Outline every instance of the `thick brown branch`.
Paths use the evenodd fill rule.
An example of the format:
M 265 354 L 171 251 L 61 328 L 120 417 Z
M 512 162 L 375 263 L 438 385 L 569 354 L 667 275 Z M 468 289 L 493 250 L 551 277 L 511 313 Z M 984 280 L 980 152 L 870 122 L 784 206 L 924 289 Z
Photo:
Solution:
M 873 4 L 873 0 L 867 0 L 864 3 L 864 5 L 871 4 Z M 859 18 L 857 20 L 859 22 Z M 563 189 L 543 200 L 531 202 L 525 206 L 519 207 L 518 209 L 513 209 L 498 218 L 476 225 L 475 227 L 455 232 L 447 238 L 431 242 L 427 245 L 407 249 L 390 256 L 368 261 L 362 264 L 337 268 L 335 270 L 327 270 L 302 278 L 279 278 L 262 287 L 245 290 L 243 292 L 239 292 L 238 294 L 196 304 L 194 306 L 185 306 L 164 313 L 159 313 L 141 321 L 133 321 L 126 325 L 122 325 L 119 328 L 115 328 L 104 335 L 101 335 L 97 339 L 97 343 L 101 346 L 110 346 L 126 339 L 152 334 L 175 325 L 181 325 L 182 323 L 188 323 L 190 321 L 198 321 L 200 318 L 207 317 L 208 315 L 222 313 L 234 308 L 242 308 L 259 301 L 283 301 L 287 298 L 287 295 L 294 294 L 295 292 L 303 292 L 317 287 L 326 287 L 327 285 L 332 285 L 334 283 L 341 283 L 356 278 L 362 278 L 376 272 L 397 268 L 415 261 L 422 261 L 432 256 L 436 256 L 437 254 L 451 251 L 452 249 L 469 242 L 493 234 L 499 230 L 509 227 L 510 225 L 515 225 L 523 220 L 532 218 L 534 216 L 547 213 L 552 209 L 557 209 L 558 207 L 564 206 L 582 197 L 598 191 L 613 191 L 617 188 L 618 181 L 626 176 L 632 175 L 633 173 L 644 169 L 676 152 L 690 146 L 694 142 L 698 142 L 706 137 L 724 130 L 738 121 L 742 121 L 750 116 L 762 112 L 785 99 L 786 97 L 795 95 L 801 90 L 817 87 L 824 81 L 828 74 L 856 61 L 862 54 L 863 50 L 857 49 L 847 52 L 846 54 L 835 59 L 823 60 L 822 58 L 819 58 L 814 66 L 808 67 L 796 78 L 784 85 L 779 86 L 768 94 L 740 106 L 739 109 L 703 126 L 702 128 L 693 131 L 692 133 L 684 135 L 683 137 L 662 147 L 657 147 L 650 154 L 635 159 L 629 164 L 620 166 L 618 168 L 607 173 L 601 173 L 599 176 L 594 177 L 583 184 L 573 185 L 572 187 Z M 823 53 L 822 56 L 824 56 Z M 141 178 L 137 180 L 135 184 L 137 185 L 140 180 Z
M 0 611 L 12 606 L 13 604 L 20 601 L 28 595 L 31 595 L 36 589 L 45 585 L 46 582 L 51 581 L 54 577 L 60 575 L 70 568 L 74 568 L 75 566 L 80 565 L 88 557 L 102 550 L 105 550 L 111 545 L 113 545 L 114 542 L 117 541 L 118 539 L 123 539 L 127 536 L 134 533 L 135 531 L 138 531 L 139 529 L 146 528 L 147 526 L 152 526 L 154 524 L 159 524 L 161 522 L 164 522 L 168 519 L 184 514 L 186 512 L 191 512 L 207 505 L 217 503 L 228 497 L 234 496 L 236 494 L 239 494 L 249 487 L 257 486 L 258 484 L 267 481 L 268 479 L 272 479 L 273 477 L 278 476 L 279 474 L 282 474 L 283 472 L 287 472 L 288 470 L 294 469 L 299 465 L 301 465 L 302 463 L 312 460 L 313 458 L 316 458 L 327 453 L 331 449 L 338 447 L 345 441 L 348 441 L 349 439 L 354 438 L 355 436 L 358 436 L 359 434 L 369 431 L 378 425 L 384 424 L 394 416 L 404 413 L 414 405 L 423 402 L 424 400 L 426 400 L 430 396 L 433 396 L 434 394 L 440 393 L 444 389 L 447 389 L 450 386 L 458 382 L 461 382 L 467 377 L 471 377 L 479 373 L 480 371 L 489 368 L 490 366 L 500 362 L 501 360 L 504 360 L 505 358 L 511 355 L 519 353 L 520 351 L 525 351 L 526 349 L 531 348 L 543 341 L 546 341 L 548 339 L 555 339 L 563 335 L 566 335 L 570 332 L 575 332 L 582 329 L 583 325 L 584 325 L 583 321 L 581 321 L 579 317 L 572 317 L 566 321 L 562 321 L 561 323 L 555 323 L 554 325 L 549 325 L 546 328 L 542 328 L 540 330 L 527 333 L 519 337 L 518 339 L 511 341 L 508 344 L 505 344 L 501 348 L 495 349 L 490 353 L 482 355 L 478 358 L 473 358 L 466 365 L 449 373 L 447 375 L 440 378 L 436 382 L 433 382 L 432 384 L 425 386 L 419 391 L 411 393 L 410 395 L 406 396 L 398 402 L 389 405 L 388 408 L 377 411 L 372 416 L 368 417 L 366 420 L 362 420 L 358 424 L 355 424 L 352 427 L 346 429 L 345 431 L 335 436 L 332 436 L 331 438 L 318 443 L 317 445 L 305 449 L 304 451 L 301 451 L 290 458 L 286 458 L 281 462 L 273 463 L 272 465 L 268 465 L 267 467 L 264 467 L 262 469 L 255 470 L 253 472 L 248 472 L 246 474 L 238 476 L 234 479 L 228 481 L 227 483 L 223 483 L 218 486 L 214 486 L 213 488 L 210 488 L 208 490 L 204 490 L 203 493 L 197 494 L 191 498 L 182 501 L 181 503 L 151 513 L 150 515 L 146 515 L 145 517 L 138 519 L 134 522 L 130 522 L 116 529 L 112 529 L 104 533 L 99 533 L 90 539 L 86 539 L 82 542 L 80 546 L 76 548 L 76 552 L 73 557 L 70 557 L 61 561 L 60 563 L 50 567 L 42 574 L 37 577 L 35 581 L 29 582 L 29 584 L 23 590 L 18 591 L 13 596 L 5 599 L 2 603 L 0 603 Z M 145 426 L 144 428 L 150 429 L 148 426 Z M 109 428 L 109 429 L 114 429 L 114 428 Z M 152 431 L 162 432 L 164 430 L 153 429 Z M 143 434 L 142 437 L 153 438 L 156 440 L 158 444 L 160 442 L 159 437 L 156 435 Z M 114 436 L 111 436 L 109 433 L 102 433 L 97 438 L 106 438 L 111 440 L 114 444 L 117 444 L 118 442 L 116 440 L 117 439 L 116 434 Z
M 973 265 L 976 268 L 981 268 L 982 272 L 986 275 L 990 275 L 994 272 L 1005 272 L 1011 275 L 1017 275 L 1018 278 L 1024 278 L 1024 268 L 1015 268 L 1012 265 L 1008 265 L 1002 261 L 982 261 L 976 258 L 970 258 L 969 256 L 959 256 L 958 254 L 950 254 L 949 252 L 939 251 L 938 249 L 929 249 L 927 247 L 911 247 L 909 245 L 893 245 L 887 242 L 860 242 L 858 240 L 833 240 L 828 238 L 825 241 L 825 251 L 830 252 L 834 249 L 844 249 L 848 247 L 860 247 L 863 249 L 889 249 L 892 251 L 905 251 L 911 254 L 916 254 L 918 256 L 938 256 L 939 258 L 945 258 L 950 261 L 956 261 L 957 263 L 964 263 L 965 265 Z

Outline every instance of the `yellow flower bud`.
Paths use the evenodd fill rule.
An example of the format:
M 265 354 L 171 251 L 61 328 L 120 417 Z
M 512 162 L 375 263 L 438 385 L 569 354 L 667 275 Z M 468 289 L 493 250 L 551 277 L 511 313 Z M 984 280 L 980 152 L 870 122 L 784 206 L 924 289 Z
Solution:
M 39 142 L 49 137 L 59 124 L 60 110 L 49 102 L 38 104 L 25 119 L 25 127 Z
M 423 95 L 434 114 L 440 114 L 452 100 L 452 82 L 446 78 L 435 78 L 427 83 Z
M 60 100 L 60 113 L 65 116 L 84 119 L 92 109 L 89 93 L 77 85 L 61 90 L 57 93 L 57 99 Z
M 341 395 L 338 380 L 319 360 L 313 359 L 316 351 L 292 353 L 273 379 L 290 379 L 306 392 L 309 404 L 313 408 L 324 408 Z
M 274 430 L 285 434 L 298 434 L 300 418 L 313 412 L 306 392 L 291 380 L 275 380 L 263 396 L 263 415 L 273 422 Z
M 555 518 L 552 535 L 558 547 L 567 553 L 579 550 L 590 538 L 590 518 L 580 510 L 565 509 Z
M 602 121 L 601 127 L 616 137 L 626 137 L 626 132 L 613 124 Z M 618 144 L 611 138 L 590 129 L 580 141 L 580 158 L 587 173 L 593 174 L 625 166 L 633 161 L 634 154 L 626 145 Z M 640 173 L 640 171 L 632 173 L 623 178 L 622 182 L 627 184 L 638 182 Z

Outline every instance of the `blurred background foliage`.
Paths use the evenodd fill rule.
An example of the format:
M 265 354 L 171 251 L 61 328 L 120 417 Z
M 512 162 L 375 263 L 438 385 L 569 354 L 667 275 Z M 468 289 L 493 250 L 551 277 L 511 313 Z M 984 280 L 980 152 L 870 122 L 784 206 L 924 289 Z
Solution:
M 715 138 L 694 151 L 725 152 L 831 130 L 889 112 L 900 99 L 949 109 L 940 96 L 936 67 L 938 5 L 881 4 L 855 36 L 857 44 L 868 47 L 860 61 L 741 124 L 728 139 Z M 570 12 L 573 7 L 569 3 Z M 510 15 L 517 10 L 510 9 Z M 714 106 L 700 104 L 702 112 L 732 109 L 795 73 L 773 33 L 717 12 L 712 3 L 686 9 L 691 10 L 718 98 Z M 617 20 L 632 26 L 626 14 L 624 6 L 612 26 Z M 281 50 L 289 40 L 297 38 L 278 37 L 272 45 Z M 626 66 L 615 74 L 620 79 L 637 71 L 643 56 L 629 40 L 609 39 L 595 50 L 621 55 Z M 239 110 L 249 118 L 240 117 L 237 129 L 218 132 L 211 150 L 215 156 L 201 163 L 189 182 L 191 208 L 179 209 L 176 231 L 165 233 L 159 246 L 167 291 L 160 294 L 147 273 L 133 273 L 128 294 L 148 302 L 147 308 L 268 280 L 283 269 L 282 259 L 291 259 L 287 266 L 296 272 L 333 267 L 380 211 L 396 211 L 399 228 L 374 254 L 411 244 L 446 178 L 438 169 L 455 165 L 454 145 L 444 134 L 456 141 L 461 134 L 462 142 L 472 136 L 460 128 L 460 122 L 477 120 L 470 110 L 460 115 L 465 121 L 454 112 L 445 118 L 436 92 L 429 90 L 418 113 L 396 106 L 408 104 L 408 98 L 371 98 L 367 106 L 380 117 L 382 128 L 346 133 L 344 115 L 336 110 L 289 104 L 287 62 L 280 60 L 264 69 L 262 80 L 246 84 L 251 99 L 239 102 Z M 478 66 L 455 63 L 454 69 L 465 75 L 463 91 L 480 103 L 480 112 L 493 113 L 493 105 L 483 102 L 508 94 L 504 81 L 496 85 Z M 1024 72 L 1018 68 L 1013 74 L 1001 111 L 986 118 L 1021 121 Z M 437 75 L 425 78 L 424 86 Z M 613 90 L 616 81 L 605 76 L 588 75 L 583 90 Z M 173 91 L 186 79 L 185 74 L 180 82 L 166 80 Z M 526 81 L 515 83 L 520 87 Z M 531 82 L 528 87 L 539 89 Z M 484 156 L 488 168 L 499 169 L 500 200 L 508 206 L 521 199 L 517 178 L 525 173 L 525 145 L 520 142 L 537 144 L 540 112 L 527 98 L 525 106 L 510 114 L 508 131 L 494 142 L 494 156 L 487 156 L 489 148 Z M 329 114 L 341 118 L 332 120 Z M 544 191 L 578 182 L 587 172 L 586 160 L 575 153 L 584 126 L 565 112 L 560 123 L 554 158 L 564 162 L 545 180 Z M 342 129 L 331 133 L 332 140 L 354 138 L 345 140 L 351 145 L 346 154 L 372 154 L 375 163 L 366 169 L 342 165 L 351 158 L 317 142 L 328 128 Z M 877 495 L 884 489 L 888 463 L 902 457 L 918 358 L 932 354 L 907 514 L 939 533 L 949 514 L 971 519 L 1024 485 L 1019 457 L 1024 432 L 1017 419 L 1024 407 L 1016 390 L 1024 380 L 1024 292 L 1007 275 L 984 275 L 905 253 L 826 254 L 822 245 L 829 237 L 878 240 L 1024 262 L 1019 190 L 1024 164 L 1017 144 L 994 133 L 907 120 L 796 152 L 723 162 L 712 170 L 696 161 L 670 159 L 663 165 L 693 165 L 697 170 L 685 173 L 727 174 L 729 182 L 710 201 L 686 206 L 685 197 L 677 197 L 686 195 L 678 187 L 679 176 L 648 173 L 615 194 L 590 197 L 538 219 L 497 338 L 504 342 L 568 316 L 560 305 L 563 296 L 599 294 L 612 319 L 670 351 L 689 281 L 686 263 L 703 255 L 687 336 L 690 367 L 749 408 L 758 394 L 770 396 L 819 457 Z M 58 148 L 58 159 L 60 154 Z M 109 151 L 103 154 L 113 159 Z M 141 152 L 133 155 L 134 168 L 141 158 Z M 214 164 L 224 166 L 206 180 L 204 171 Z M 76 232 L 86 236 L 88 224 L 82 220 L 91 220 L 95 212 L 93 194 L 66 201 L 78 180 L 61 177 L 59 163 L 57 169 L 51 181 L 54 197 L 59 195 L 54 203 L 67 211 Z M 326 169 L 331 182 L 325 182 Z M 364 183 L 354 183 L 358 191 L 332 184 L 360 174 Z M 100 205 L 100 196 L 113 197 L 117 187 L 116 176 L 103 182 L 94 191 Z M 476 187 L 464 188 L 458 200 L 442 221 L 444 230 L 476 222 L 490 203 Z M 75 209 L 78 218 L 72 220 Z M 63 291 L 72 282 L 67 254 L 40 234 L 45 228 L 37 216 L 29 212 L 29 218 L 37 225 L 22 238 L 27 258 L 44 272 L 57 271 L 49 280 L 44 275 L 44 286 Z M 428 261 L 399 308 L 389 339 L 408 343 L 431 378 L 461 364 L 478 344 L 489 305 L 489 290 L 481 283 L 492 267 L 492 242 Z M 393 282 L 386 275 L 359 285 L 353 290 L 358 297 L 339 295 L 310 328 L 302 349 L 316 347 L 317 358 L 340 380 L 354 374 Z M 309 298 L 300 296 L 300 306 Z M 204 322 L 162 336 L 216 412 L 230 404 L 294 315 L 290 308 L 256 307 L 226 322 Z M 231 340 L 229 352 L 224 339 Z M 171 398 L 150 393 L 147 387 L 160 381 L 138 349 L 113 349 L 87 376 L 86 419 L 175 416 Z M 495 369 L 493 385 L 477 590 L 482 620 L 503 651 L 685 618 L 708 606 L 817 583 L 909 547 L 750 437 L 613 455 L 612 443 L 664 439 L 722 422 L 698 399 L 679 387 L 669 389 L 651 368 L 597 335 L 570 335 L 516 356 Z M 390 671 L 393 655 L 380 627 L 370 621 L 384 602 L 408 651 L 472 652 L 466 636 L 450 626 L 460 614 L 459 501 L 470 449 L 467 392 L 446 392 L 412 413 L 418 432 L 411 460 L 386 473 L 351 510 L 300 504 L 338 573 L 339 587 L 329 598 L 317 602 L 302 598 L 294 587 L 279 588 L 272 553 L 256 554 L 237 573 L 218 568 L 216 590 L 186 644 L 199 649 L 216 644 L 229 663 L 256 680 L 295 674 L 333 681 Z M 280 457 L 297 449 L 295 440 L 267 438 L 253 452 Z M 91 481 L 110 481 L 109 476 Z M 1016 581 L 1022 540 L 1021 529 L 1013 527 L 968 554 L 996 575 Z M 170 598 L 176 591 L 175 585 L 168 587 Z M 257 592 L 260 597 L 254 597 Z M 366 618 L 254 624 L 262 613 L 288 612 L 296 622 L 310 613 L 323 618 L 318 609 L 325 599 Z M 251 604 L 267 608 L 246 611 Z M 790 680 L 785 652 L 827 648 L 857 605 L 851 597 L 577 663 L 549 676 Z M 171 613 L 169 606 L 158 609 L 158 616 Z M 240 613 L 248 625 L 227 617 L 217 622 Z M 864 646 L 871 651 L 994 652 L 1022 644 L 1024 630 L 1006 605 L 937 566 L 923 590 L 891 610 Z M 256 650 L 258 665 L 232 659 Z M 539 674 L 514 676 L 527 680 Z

Requirements>
How many lines in the items above contain the word "Outline"? Reply with the number only.

Output below>
3